**Exercise requirements**
Print what the records say exactly, and omit the pictures.

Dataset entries
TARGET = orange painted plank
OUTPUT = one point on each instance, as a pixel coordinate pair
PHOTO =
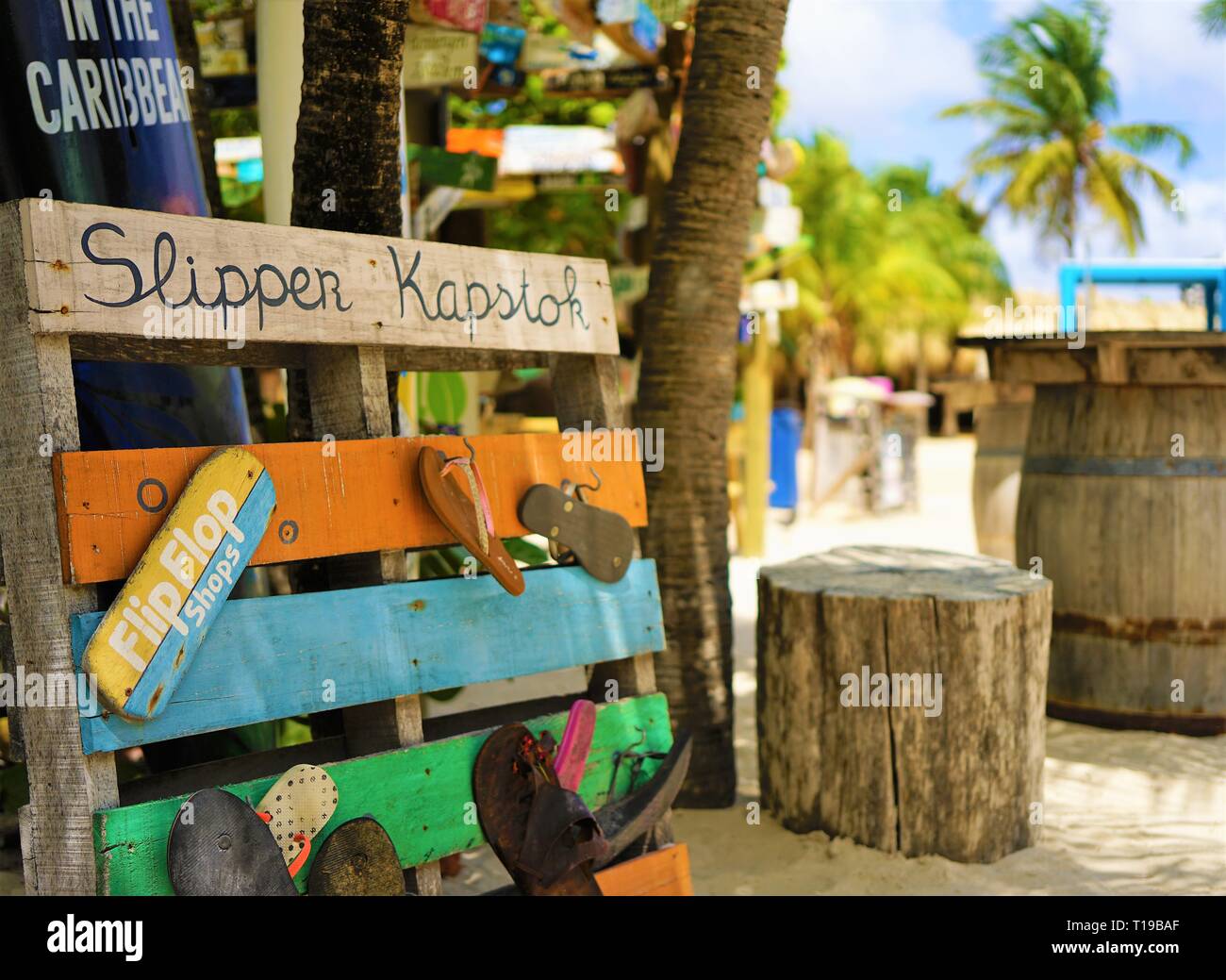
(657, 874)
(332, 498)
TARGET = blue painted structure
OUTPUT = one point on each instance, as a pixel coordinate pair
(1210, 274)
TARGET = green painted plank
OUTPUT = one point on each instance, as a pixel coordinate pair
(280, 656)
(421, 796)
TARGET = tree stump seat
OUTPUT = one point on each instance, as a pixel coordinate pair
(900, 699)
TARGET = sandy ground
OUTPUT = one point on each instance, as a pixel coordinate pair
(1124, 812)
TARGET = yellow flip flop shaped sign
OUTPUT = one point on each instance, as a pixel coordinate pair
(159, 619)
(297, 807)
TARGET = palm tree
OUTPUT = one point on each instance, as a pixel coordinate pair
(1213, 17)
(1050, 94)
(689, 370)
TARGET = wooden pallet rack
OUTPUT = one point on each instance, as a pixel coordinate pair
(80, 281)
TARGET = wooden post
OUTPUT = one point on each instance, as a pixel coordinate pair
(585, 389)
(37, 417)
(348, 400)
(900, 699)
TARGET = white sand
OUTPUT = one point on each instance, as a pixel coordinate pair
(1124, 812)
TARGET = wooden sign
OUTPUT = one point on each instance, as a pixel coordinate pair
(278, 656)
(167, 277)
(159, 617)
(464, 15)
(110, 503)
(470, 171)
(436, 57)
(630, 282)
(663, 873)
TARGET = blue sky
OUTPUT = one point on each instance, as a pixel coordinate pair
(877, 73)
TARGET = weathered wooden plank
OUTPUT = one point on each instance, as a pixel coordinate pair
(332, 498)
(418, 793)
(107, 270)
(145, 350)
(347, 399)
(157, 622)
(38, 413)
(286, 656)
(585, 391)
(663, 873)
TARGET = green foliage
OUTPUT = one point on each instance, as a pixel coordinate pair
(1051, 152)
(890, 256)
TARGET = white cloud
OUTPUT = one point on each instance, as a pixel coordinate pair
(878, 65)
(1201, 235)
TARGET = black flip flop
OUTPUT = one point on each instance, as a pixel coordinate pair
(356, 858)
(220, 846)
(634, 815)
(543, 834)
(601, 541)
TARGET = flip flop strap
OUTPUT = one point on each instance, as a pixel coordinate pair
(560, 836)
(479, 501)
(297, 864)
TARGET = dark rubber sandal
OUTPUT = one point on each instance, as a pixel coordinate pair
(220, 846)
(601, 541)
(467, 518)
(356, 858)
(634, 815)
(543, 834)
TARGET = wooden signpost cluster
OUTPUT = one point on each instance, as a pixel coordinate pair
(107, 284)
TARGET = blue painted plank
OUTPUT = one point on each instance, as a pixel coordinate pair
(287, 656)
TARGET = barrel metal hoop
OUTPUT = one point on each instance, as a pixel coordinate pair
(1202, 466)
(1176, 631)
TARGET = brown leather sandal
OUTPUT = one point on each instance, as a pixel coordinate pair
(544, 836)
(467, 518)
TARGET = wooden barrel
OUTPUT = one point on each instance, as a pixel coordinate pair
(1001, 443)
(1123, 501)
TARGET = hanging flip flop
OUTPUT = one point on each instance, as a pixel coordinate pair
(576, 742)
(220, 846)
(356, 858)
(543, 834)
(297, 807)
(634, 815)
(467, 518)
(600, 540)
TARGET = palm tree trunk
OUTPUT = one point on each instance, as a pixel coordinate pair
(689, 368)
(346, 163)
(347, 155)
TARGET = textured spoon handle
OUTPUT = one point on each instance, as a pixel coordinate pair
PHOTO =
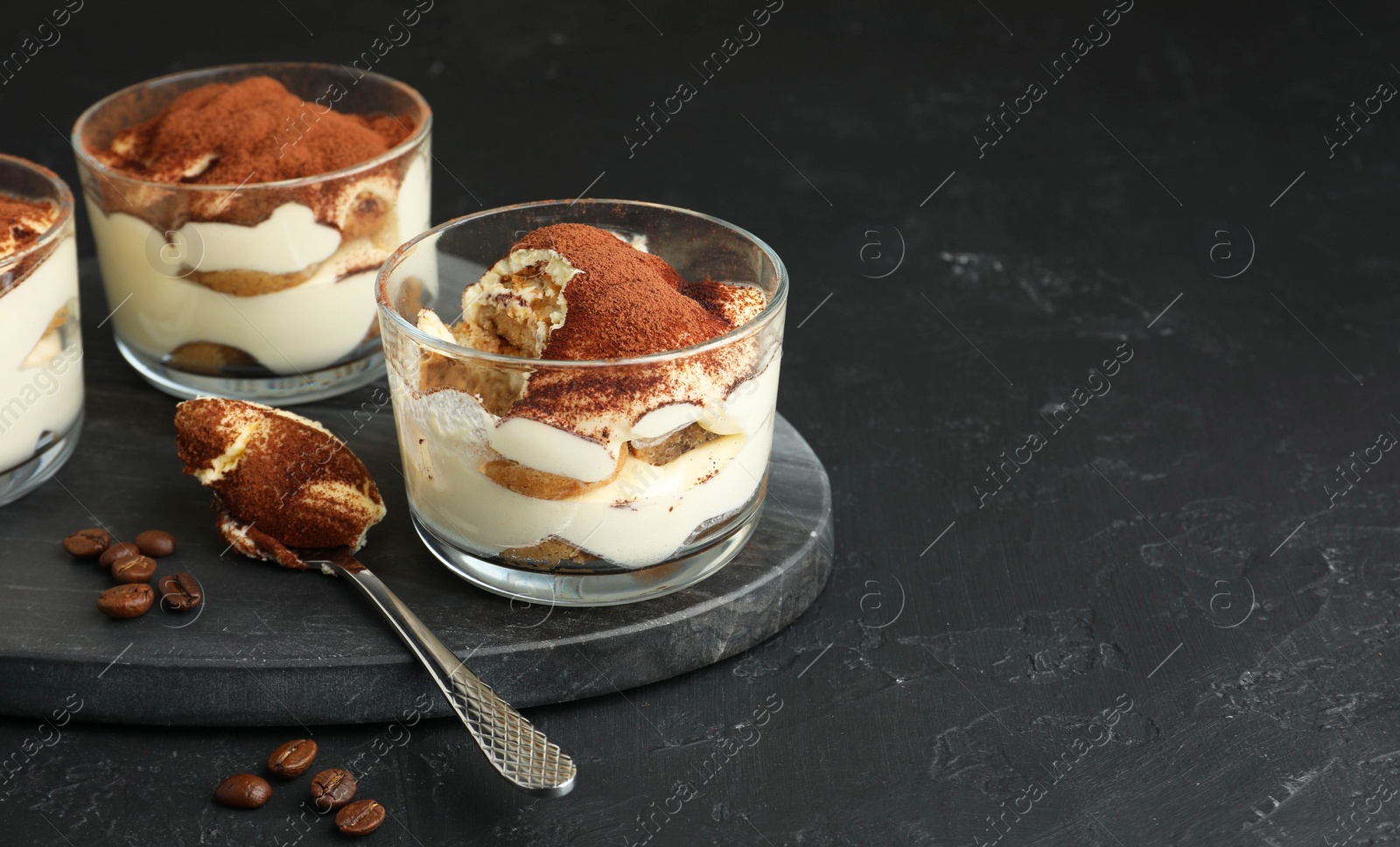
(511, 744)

**Completed exercise**
TARGET = orange painted plank
OUTPUT = one point on each instance, as a pixel coordinate pair
PHOTO =
(657, 874)
(332, 498)
TARGET = blue painted structure
OUTPUT = one point on each instance, as a pixel coordinate pair
(1210, 274)
TARGET = green painted plank
OUTPUT = one point on each instance, as a pixel coordinate pair
(280, 656)
(421, 796)
TARGET = tree stump seat
OUTPUT = one point on each instance, as a pixel coordinate pair
(900, 699)
TARGET = sandy ground
OUTPUT = one point on each instance, as a pixel coordinate pair
(1124, 812)
TARGET = yellow flip flop shaped sign
OUTPUT = one point on each instance, as a pixel coordinate pair
(159, 619)
(297, 807)
TARGET = palm tree
OUTPUT = one point on each instance, as a pixel coordinate pair
(1213, 17)
(1050, 94)
(689, 370)
TARGET = wooden pallet rack
OUTPUT = one point on each instance, as a pixel coordinate pair
(80, 281)
TARGET = wooden post
OUTPUT = one point on each instance, as a pixel coordinate pair
(585, 389)
(37, 417)
(348, 400)
(900, 699)
TARGET = white sand
OUTPUT = one point on each instance, as a pixel coordinate pair
(1124, 812)
TARGET = wooden sign
OUTPUT = one point on each instance, as a pixel coordinate pair
(278, 656)
(167, 277)
(159, 617)
(464, 15)
(110, 503)
(470, 171)
(436, 57)
(630, 282)
(663, 873)
TARGET = blue sky
OUTPUT = one point on each instance, as a pixel coordinate pair
(877, 73)
TARGET = weathered wooden plank
OUTPUT = one point on each instance, as a pixel coordinate pair
(332, 498)
(418, 793)
(107, 270)
(145, 350)
(347, 399)
(157, 622)
(38, 413)
(286, 656)
(585, 391)
(663, 873)
TARGET = green foliage
OUTPUT = one point on each instance, as a pixel coordinate pair
(1051, 152)
(890, 256)
TARGET = white cloud
OUTPUT = one point on each instance, as a pixel coordinate pair
(878, 65)
(1201, 235)
TARGET = black flip flop
OUTPUT = one point on each instance, as a pixel coordinate pair
(356, 858)
(220, 846)
(634, 815)
(543, 834)
(601, 541)
TARGET = flip flop strap
OUTPUT = one point on each instance, as a pixel coordinate pair
(560, 836)
(479, 501)
(297, 864)
TARGET = dark rubber sandal
OUTPUT = one point on each instance, as a pixel coordinate pair
(220, 846)
(601, 541)
(467, 518)
(356, 858)
(634, 815)
(543, 834)
TARGET = wooden signpost cluster
OUTPUT = one point on each instance, as a pixel coordinate pair
(107, 284)
TARGET = blue painted plank
OUTPUT = one point on each instance, as a pixel coordinate pair
(287, 656)
TARGET = barrel metal hoop
OUTPUT = one point on each instance, as a pixel coordinate pair
(1202, 466)
(1176, 631)
TARGET = brown leather sandal
OUTPUT = one point on each instance, as a pixel coordinate pair
(544, 836)
(467, 518)
TARGET = wooden barrel
OUTPUT = one point on each instance, as a pixel coordinate pair
(1001, 443)
(1123, 501)
TARGET = hanging flip flop
OUTPUT = one point on each instance, as a pixel coordinate pair
(576, 742)
(220, 846)
(356, 858)
(543, 834)
(297, 807)
(634, 815)
(467, 518)
(600, 540)
TARGET = palm tree trunk
OUTPUT = one point on each instance, as a pixel coordinate pair
(689, 368)
(346, 163)
(347, 155)
TARGET = textured spoon handle
OUTPUT = one point on each instance, as a pixel coordinate pair
PHOTO =
(511, 744)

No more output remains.